### [TASKS FOR THIS EXERCISE]
(A) According to the passage on grocery market concentration, what share of sales do the top 2 chains control in Austin?
(B) List every place where, according to the passage on grocery market concentration, the top 3 grocers control 60% of sales.

In retail, the top 6 grocery chains control 65% of grocery share nationally, the top 4 over 50%. Walmart. Kroger. Albertsons. Ahold-Delhaize (i.e. Stop&Shop, Food Lion). Walmart alone has over 60% market sharein dozens of metro areas.
In Portland and Seattle, the top 2 chains, Kroger and Albertsons, control 50% of sales. In Chicago, the top 3 chains control 50%, and in Southern California, the top 2 control 40%. In Detroit, Atlanta, Dallas, Arizona and Denver, the top 3 grocers control 60%. In Austin, the top 2 control 75% share. In all cases, Walmart, Kroger and or/Albertsons are in the #1 or #3 spots.
On grocery shelves, most categories are also dominated by a handful of market leaders, with four or fewer corporations controlling 60-85% of meat processing, 93% of soda sales, 80% of candy, 75% of yogurt, 72% of breakfast cereals, 60% of snack bars, 66% of frozen pizza, 60% of bread, 80% of toothpaste and 80% of toilet paper sales. It is no exaggeration to say that the grocery industry is dominated by food and beverage cartels.
And so, inevitably, prices keep going up.
6-Supply Shocks, Demand Craters.
How did this play out over the last five years? In 2020, the Covid-19 pandemic, the ensuing lockdown, and shutdown of the food service sector led to a brief spike in demand on grocery products. That demand spike tailed off as the economy opened back up, but it did temporarily disrupt replenishment and forecasting models, especially for large scale supply chains that were built on “just in time” logistics that kept inventories low to please finance wonks and institutional shareholders, supply lines that counted on frequent, consistent order patterns. It took a few months to recover from these shocks. But it doesn’t explain what happened next. Consumption trends and price increases after 2021 tell a story of pricing and demand that is far different than what economists would typically use to explain inflation. Covid-19 not only broke supply chains, it broke economic dogma, proving nearly every mainstream, liberal and conservative economist dead wrong about the causes of inflation.

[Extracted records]
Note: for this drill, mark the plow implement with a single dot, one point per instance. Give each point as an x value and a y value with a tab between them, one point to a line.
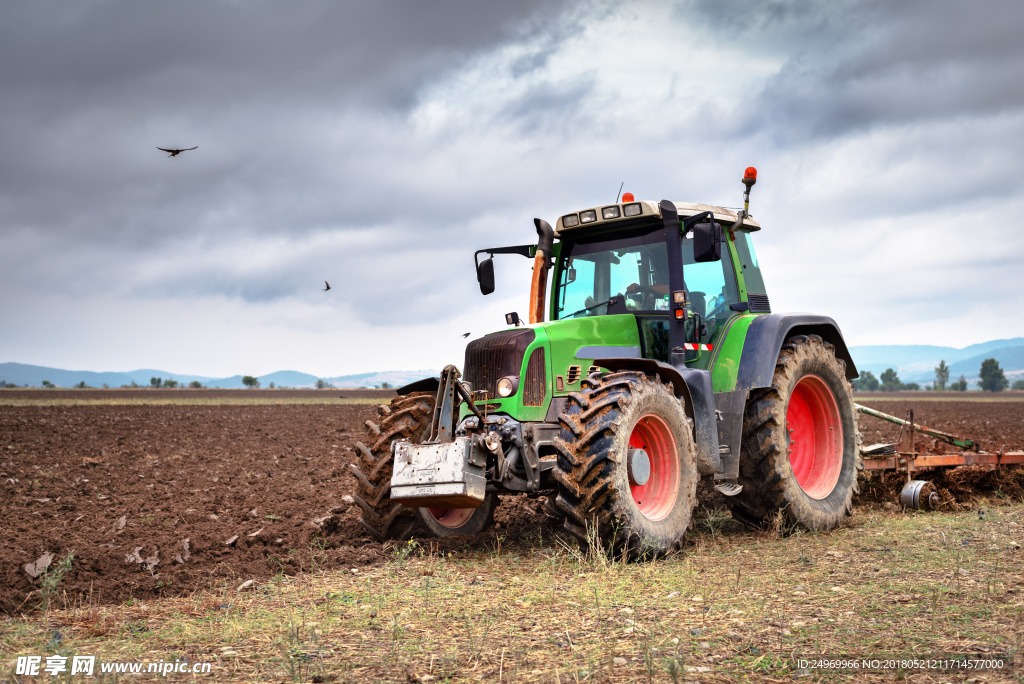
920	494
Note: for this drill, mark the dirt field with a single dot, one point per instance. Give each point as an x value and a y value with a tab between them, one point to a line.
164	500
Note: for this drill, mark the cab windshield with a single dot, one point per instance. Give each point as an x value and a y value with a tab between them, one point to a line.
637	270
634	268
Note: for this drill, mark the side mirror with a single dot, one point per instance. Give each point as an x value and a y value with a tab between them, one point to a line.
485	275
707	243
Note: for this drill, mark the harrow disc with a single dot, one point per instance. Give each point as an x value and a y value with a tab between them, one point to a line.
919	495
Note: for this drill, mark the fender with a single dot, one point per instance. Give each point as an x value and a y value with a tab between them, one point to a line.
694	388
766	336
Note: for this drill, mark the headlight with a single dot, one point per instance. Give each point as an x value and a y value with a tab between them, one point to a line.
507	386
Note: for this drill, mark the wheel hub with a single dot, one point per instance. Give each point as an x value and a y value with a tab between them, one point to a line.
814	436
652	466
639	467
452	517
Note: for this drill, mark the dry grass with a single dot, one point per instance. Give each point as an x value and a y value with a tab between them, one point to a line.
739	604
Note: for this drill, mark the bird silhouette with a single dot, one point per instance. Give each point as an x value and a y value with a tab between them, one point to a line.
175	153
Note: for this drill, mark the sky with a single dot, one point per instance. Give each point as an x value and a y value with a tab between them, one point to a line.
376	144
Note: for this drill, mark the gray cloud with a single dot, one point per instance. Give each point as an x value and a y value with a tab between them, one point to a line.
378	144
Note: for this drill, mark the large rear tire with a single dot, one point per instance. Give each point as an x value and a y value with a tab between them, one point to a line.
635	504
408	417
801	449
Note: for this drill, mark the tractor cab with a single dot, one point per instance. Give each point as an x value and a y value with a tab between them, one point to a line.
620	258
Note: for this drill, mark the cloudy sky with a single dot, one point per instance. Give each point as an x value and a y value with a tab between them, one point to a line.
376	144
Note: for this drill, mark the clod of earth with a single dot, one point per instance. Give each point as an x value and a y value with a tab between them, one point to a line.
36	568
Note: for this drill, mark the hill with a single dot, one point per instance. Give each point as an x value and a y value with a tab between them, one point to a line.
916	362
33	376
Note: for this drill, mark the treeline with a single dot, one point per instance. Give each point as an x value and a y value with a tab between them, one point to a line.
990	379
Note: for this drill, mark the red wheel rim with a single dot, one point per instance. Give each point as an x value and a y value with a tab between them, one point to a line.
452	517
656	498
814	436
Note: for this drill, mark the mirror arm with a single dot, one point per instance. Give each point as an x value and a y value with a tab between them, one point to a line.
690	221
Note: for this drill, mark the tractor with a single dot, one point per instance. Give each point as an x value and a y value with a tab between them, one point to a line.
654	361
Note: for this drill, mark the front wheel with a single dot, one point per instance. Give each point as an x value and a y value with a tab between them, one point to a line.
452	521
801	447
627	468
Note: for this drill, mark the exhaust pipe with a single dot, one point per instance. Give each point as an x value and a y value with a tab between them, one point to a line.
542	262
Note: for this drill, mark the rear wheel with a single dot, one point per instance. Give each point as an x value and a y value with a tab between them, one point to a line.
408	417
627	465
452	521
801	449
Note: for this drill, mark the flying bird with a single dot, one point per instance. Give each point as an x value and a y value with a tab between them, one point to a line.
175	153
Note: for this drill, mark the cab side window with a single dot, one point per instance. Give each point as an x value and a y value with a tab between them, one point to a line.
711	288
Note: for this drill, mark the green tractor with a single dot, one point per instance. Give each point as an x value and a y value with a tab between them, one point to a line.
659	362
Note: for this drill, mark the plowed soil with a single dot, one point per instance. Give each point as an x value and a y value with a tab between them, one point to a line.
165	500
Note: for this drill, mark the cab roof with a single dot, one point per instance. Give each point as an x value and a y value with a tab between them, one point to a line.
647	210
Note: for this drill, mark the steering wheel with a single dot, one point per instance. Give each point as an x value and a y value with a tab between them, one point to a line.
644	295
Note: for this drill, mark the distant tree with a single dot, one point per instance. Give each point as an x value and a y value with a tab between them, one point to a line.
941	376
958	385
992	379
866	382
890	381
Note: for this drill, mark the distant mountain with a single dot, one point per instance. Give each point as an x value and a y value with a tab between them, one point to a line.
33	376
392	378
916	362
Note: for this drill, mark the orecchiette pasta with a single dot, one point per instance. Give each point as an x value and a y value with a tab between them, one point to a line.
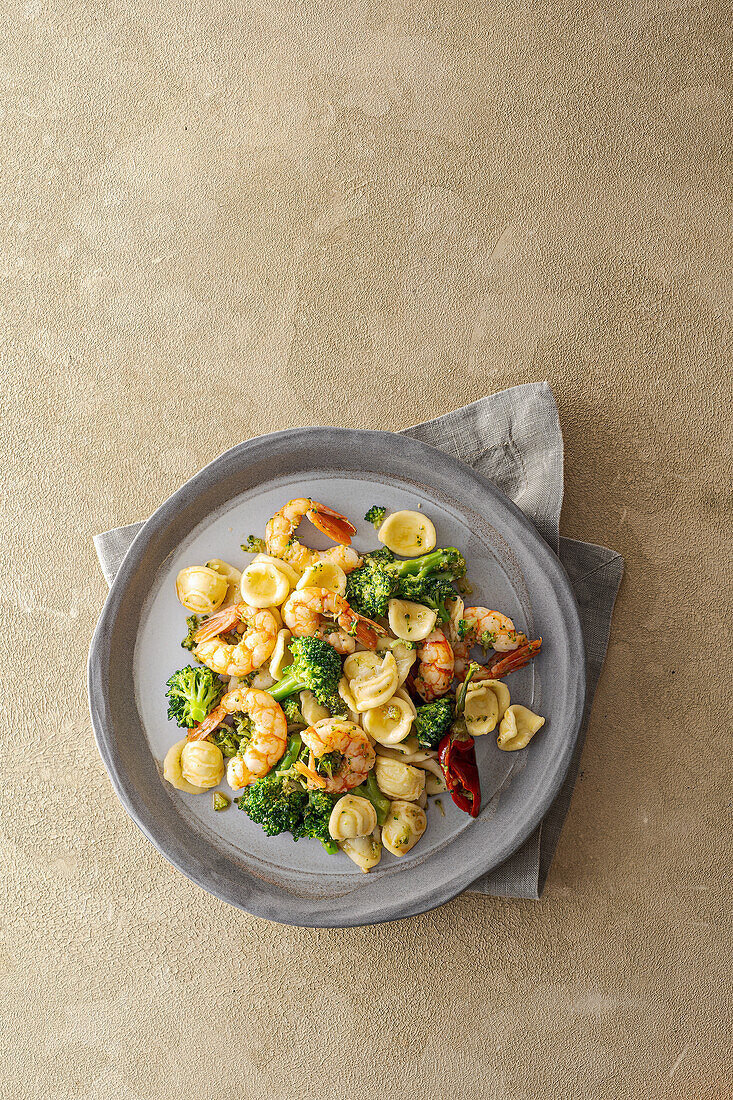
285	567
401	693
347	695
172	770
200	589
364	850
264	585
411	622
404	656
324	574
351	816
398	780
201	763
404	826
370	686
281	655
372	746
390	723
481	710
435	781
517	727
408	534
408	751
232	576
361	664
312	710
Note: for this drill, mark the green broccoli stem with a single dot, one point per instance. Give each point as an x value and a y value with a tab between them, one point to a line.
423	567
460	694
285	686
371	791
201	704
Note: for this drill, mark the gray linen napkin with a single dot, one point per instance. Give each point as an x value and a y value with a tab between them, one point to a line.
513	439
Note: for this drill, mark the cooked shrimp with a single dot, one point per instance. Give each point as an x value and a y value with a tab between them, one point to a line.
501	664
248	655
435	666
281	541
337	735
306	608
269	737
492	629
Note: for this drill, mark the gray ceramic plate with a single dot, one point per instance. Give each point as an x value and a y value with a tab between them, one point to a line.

--

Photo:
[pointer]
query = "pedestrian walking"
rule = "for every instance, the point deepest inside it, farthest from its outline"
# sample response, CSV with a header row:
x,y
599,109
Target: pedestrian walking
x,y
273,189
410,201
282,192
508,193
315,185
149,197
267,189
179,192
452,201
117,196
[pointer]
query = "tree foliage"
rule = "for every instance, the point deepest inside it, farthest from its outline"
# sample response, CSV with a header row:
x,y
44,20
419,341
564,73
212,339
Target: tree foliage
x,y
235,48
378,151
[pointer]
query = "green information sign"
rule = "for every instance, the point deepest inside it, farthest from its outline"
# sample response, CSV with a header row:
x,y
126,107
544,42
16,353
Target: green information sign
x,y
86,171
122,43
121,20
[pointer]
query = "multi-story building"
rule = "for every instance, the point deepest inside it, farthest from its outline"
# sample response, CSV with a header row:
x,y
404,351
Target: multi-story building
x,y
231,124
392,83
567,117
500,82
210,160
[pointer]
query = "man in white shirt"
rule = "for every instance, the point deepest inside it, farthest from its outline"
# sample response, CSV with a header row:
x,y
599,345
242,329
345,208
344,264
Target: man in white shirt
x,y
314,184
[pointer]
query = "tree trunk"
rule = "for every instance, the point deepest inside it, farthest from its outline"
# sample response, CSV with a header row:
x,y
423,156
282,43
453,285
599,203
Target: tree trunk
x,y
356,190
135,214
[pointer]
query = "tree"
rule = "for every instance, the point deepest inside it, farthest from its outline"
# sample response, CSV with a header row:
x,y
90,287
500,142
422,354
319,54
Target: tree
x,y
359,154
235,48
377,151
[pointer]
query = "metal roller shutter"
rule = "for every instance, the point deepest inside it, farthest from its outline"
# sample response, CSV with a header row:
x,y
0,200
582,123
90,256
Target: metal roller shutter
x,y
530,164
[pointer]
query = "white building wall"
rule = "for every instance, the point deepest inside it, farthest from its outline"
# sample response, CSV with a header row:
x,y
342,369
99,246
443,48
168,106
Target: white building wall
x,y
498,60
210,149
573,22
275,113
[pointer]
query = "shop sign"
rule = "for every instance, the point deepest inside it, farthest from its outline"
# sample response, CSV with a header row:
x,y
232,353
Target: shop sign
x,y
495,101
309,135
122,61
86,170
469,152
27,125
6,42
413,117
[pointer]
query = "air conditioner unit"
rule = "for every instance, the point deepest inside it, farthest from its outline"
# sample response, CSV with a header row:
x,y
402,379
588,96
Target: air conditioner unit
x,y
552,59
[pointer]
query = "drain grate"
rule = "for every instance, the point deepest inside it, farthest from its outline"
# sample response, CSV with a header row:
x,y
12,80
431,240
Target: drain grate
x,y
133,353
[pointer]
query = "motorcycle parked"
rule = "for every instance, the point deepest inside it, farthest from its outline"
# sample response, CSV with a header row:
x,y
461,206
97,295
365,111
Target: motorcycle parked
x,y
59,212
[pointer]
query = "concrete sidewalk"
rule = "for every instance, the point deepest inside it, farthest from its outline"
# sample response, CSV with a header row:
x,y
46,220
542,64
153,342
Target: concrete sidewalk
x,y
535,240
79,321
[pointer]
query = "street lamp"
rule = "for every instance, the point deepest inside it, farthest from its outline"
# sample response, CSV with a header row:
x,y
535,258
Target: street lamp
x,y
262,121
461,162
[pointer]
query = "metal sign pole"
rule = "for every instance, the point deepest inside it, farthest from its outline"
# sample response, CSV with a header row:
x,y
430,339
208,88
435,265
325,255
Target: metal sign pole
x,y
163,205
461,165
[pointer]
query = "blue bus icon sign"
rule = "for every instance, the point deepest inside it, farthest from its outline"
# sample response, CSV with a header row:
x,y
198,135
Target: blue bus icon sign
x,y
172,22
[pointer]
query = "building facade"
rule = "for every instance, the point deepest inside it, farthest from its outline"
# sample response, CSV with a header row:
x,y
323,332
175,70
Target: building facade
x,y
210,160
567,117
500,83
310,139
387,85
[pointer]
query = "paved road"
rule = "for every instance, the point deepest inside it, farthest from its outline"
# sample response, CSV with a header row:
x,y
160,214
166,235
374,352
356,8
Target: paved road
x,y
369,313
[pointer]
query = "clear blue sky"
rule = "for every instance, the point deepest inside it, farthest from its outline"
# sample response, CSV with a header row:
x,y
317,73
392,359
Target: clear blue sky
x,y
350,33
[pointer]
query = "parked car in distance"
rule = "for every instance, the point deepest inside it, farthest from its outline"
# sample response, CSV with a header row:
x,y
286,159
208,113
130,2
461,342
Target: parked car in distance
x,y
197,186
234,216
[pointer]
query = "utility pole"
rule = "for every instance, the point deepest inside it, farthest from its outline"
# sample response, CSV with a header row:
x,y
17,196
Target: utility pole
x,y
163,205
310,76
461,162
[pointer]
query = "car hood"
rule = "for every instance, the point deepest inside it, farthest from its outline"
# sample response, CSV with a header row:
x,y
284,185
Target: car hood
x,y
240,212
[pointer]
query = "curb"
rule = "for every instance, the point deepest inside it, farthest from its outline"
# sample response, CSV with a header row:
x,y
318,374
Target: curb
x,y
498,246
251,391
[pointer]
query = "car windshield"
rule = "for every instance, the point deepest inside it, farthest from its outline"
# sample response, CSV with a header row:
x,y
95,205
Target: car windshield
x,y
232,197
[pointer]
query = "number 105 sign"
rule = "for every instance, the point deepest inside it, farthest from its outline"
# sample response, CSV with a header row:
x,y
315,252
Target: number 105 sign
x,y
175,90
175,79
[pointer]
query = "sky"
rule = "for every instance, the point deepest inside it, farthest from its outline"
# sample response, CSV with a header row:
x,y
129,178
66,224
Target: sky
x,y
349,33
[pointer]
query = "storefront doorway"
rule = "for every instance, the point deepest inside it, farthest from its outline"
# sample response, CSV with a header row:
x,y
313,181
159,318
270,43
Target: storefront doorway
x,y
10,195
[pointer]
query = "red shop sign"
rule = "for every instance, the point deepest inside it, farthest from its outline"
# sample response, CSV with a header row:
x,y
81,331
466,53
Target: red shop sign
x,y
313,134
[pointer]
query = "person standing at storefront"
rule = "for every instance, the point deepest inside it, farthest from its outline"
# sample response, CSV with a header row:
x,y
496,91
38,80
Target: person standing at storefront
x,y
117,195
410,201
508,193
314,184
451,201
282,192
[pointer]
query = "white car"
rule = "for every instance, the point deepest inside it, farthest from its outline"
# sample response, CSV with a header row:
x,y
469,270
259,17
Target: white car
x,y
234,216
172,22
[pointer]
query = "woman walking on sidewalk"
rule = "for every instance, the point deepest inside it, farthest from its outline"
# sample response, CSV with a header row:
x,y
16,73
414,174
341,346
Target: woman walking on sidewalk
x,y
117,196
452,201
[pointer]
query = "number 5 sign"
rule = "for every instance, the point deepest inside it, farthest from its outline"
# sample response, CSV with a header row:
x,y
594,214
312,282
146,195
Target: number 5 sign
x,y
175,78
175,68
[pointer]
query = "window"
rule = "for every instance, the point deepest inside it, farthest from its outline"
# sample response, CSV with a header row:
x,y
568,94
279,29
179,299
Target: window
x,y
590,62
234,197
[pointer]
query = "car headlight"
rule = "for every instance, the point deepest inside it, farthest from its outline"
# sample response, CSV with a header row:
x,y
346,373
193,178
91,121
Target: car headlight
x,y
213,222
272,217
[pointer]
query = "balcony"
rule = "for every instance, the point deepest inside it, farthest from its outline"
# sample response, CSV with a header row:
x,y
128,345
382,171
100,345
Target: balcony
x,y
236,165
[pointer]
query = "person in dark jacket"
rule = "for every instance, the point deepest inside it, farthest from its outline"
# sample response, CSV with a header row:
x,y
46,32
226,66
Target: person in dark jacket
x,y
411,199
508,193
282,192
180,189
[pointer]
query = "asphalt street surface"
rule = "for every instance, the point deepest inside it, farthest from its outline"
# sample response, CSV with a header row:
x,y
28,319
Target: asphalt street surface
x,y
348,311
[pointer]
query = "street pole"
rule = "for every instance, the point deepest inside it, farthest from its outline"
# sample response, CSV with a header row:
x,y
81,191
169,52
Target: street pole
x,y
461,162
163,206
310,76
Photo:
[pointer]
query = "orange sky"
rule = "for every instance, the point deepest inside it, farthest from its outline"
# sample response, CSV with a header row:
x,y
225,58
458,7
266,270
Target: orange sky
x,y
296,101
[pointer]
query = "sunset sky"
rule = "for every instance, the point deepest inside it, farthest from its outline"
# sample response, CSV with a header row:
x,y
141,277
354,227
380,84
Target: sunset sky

### [ANSWERS BY TASK]
(A) 75%

(B) Detroit, Atlanta, Dallas, Arizona, Denver